§ Work request: Tally every line below where "query" appears, then report the total alone.

------

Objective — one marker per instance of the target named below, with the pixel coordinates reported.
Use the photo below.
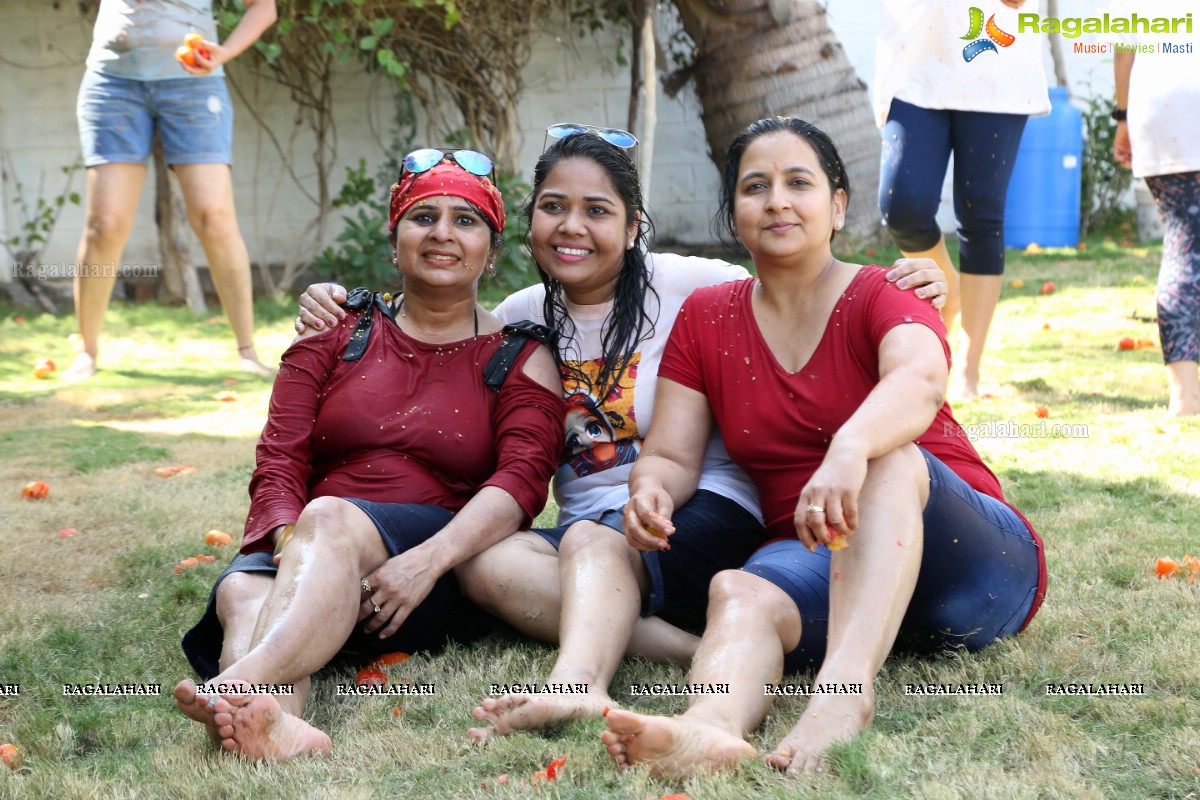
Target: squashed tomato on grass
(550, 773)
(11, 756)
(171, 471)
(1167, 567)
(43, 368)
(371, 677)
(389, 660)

------

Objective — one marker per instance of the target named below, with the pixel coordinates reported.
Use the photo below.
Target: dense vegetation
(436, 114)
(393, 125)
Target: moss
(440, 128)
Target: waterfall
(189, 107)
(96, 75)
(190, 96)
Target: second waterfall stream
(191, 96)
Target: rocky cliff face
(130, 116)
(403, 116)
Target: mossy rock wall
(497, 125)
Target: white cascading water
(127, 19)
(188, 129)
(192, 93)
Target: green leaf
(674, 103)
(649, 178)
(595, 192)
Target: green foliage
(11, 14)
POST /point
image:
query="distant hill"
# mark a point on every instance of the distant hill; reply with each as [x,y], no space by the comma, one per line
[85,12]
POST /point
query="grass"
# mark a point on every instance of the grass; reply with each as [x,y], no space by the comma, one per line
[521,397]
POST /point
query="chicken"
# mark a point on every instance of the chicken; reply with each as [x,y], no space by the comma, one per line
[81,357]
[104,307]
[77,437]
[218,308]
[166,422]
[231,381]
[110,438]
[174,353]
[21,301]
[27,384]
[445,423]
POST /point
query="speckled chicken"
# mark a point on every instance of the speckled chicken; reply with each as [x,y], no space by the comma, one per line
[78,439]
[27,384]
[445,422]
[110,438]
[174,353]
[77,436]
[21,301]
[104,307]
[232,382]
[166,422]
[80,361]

------

§ Answer: 4